● Requirement A: Copy the passage on HSV and periodontitis word for word, starting with "Participants were divided" and going on through "HSV-2 (-) subgroup.".
● Requirement B:
Please say whether each statement below agrees with the passage on HSV and periodontitis. Answer yes or no for each and quote the deciding words.
(i) Severe periodontitis was most prevalent in the HSV-1 ( +) & HSV-2 ( +) subgroup.
(ii) In the adjusted model, the HSV-1 (-) & HSV-2 ( +) group had a significantly different risk of periodontitis from the reference group.
(iii) In the crude model, HSV-1 ( +) participants had an 18% higher risk of periodontitis than HSV-1 (-) participants.
═════ Page extract
Prevalence of periodontitis according to HSV infection

Participants were divided into six subgroups according to HSV-1 and HSV-2 infected condition. Figure 2 shows the prevalence of non-periodontitis, periodontitis, and severe periodontitis in these six subgroups. The prevalence of periodontitis (52.9%) and severe periodontitis (27.6%) was highest in the HSV-1 ( +) & HSV-2 ( +) subgroup, followed by the HSV-1 ( +) & HSV-2 (-) subgroup, HSV-1 (-) & HSV-2 ( +) subgroup and HSV-1 (-) & HSV-2 (-) subgroup.

Fig. 2
figure 2

Weighted prevalence of periodontitis and severe periodontitis among HSV infection among NHANES 2009–2014 survey. The variance analysis was performed between periodontitis and non-periodontitis (P < 0.001)

Association between HSV and periodontitis

In the crude model of risk factors for periodontitis, HSV-1 ( +) participants had an 18% higher risk of periodontitis (OR 1.18, 95% CI: 1.13–1.24; P < 0.001) than HSV-1 (-) participants. After adjusting for age, sex, race/ethnicity, education, marital status, smoking status, PIR, alcohol consumption, BMI, physical activity, diabetes, vitamin E intake, white blood cell count, and total serum cholesterol, HSV-1 infection was still significantly related to periodontitis (OR 1.09, 95% CI: 1.05–1.14; P < 0.001). Similarly, HSV-2 ( +) individuals also had higher risk of periodontitis in both the crude model (OR 1.09, 95%CI: 1.04–1.15, P < 0.001) and the adjusted model (OR 1.06, 95% CI: 1.01–1.11; P < 0.001). Participants were further divided into different subgroups according to HSV-1 and HSV-2 infection. When HSV-1 (-) & HSV-2 (-) subgroup was set as the reference group, both HSV-1 ( +) & HSV-2 (-) participants and HSV-1 ( +) & HSV-2 ( +) participants showed higher risk of periodontitis in the adjusted model (HSV-1 ( +) & HSV-2(-): OR 1.09, 95% CI: 1.04–1.14, P < 0.001; HSV-1 ( +) & HSV-2 ( +): OR 1.15, 95% CI: 1.09–1.22, P < 0.001). However, in the adjusted model, the risk of periodontitis was not significantly different between HSV-1 (-) & HSV-2 ( +) group and the reference group (OR 1.05, 95% CI: 0.98–1.14; P = 0.140; Table 2).
══════════
═════ Given material
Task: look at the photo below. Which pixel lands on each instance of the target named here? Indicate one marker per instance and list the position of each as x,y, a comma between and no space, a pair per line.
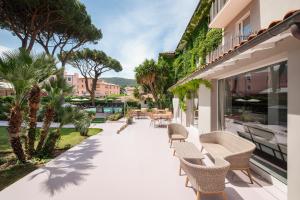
══════════
● Answer space A:
Participants were divided into six subgroups according to HSV-1 and HSV-2 infected condition. Figure 2 shows the prevalence of non-periodontitis, periodontitis, and severe periodontitis in these six subgroups. The prevalence of periodontitis (52.9%) and severe periodontitis (27.6%) was highest in the HSV-1 ( +) & HSV-2 ( +) subgroup, followed by the HSV-1 ( +) & HSV-2 (-) subgroup, HSV-1 (-) & HSV-2 ( +) subgroup and HSV-1 (-) & HSV-2 (-) subgroup.

● Answer space B:
(i) Yes: "The prevalence of periodontitis (52.9%) and severe periodontitis (27.6%) was highest in the HSV-1 ( +) & HSV-2 ( +) subgroup"
(ii) No: "in the adjusted model, the risk of periodontitis was not significantly different between HSV-1 (-) & HSV-2 ( +) group and the reference group"
(iii) Yes: "HSV-1 ( +) participants had an 18% higher risk of periodontitis (OR 1.18, 95% CI: 1.13–1.24; P < 0.001) than HSV-1 (-) participants"